The request
Find every line in the data that contains the string "target", matching case exactly, and copy each of those lines.

Dataset
--- START ---
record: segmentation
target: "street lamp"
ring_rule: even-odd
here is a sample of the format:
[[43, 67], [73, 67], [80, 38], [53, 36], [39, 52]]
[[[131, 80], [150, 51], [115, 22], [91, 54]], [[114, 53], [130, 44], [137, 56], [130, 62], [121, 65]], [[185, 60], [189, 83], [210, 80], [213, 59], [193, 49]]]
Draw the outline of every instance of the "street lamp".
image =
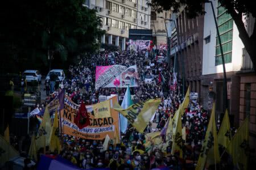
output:
[[217, 29], [217, 34], [218, 36], [218, 40], [220, 44], [220, 49], [221, 53], [221, 61], [222, 62], [222, 66], [223, 66], [223, 112], [225, 113], [226, 109], [228, 108], [228, 92], [227, 92], [227, 87], [226, 87], [226, 68], [225, 67], [225, 60], [224, 60], [224, 55], [223, 54], [223, 49], [222, 45], [221, 44], [221, 40], [220, 36], [220, 32], [218, 31], [218, 24], [217, 23], [216, 16], [215, 16], [214, 9], [213, 8], [213, 5], [212, 4], [212, 2], [206, 0], [205, 1], [205, 3], [210, 3], [210, 6], [212, 6], [212, 13], [213, 14], [213, 18], [214, 18], [215, 22], [215, 26], [216, 27]]
[[155, 41], [156, 41], [156, 54], [158, 54], [158, 37], [157, 37], [157, 35], [156, 35], [156, 31], [155, 30], [155, 23], [154, 22], [154, 20], [152, 20], [152, 22], [153, 22], [153, 26], [154, 26], [154, 29], [155, 29], [155, 36], [156, 36], [156, 39], [155, 39]]
[[168, 35], [167, 27], [166, 27], [166, 19], [164, 18], [163, 18], [163, 16], [158, 16], [158, 18], [162, 18], [164, 20], [164, 26], [166, 26], [166, 34], [167, 35], [167, 60], [168, 60], [168, 65], [170, 67], [170, 48], [171, 47], [171, 45], [170, 45], [169, 36]]
[[[178, 54], [179, 55], [179, 53], [180, 52], [180, 56], [181, 56], [181, 50], [180, 49], [180, 36], [179, 36], [179, 33], [178, 33], [177, 32], [177, 26], [176, 26], [176, 22], [175, 20], [174, 20], [173, 19], [166, 19], [166, 20], [168, 20], [168, 21], [170, 22], [172, 22], [174, 23], [174, 26], [175, 27], [175, 29], [176, 29], [176, 31], [177, 32], [177, 46], [178, 46]], [[174, 60], [175, 61], [175, 58], [174, 58]], [[183, 64], [182, 65], [182, 75], [183, 75], [183, 80], [182, 80], [182, 84], [183, 84], [183, 89], [182, 89], [182, 94], [184, 95], [185, 93], [185, 69], [184, 69], [184, 64], [185, 64], [185, 61], [184, 61], [184, 57], [183, 57]], [[176, 61], [174, 62], [174, 64], [176, 64]]]

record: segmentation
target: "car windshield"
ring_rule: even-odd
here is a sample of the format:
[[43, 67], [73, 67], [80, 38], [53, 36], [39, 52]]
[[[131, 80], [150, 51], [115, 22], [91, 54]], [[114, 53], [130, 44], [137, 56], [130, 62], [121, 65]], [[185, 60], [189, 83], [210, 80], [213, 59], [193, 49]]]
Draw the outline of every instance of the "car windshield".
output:
[[51, 71], [51, 72], [49, 73], [49, 74], [48, 74], [48, 76], [50, 76], [50, 75], [53, 75], [53, 74], [55, 74], [59, 76], [60, 76], [60, 72], [54, 72], [54, 71]]
[[30, 75], [30, 76], [35, 76], [35, 73], [24, 73], [23, 74], [24, 75]]

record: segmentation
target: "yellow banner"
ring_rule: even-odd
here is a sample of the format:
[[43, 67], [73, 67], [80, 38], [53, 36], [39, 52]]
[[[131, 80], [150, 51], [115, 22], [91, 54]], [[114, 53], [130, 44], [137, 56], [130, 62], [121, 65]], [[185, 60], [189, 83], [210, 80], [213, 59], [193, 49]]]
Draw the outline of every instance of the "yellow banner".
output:
[[49, 113], [48, 105], [47, 105], [44, 110], [44, 117], [40, 125], [38, 135], [36, 138], [37, 149], [39, 149], [41, 147], [44, 148], [46, 146], [49, 145], [51, 130], [52, 123]]
[[182, 152], [182, 127], [181, 127], [181, 113], [176, 112], [172, 118], [172, 147], [171, 154], [174, 155], [175, 152], [179, 151], [180, 158], [183, 157]]
[[51, 132], [51, 138], [49, 143], [49, 149], [52, 152], [56, 151], [58, 154], [60, 152], [60, 141], [59, 138], [59, 118], [58, 113], [56, 110], [53, 125], [52, 125], [52, 131]]
[[133, 104], [126, 109], [117, 104], [114, 109], [123, 114], [138, 131], [143, 133], [160, 103], [160, 99], [150, 99]]
[[181, 112], [181, 115], [183, 115], [185, 109], [188, 107], [188, 104], [189, 103], [189, 95], [190, 95], [190, 86], [188, 86], [188, 90], [187, 90], [186, 95], [185, 98], [182, 102], [181, 106], [180, 107], [180, 111]]
[[64, 112], [61, 112], [62, 130], [64, 134], [79, 138], [102, 140], [108, 135], [110, 139], [119, 142], [118, 113], [112, 108], [117, 103], [117, 97], [110, 99], [111, 116], [95, 118], [92, 113], [92, 106], [86, 106], [89, 116], [90, 125], [80, 129], [74, 122], [80, 105], [74, 103], [67, 96], [64, 97]]
[[215, 104], [214, 103], [196, 169], [203, 170], [204, 169], [205, 167], [208, 167], [210, 165], [218, 164], [220, 162], [217, 129], [215, 124]]
[[238, 169], [251, 169], [247, 165], [250, 154], [249, 125], [249, 119], [247, 116], [226, 149], [232, 158], [233, 164]]
[[231, 137], [230, 124], [227, 109], [218, 133], [218, 143], [226, 147], [230, 142]]
[[110, 100], [93, 105], [93, 113], [95, 118], [111, 117]]

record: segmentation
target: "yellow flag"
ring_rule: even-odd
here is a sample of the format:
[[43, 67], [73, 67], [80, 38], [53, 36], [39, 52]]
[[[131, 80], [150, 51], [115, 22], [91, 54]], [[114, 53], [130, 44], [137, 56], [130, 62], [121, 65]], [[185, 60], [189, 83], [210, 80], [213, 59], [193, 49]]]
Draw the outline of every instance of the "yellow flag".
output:
[[93, 105], [94, 118], [104, 118], [111, 117], [110, 100]]
[[229, 124], [229, 114], [226, 110], [220, 130], [218, 133], [218, 143], [225, 148], [231, 140], [230, 124]]
[[10, 159], [19, 156], [19, 152], [0, 135], [0, 167]]
[[151, 139], [160, 136], [160, 131], [154, 131], [145, 134], [146, 136], [146, 142], [150, 141]]
[[186, 127], [185, 126], [182, 128], [182, 139], [186, 141]]
[[[175, 113], [175, 116], [174, 116], [174, 118], [175, 117], [175, 115], [176, 115], [177, 113], [179, 113], [180, 110], [180, 106], [179, 107], [179, 109], [176, 110]], [[166, 130], [166, 146], [167, 147], [167, 146], [169, 145], [169, 142], [170, 141], [172, 141], [173, 139], [173, 137], [172, 137], [172, 135], [174, 134], [174, 131], [173, 131], [173, 124], [174, 124], [174, 118], [171, 118], [171, 116], [169, 117], [168, 119], [168, 126], [167, 126], [167, 130]], [[167, 121], [167, 122], [168, 122]]]
[[38, 156], [36, 154], [36, 145], [35, 142], [35, 137], [33, 134], [31, 139], [31, 143], [30, 144], [30, 150], [28, 151], [28, 158], [31, 159], [38, 160]]
[[107, 134], [106, 136], [106, 138], [105, 138], [104, 143], [103, 143], [103, 151], [106, 151], [108, 150], [108, 147], [109, 147], [109, 142], [110, 140], [110, 138], [109, 138], [109, 135]]
[[123, 114], [138, 131], [143, 133], [160, 103], [160, 99], [150, 99], [133, 104], [126, 109], [117, 104], [114, 109]]
[[179, 108], [179, 112], [176, 112], [172, 118], [172, 155], [176, 151], [180, 153], [180, 158], [183, 158], [182, 153], [182, 127], [181, 127], [181, 112]]
[[183, 115], [185, 108], [188, 107], [188, 104], [189, 103], [189, 95], [190, 95], [190, 91], [189, 91], [189, 86], [188, 86], [188, 90], [187, 90], [186, 95], [185, 96], [185, 98], [183, 100], [183, 101], [181, 103], [181, 115]]
[[49, 149], [52, 152], [57, 151], [59, 154], [61, 150], [60, 141], [59, 138], [59, 119], [57, 110], [55, 112], [55, 116], [53, 120], [53, 125], [52, 125], [52, 131], [51, 132], [51, 139], [49, 143]]
[[232, 155], [234, 165], [238, 169], [247, 169], [249, 144], [249, 117], [247, 117], [228, 145], [226, 151]]
[[9, 125], [7, 125], [6, 129], [5, 130], [5, 139], [10, 143], [10, 133]]
[[36, 136], [36, 142], [38, 149], [40, 149], [41, 147], [44, 147], [46, 145], [49, 145], [51, 130], [52, 125], [49, 109], [47, 106]]
[[203, 144], [196, 169], [204, 169], [205, 165], [216, 164], [220, 162], [215, 124], [215, 103], [212, 107], [205, 138]]

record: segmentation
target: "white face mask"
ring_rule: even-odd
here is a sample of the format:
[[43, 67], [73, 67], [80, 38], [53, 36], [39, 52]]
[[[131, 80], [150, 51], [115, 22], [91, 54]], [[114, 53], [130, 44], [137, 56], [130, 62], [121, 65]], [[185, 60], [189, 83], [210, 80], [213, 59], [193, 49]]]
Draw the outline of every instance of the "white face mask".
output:
[[141, 155], [139, 155], [139, 156], [136, 156], [136, 159], [137, 160], [141, 160]]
--- END ---
Response to this task
target: "street lamp"
target: "car windshield"
target: "yellow banner"
target: "yellow flag"
target: "white face mask"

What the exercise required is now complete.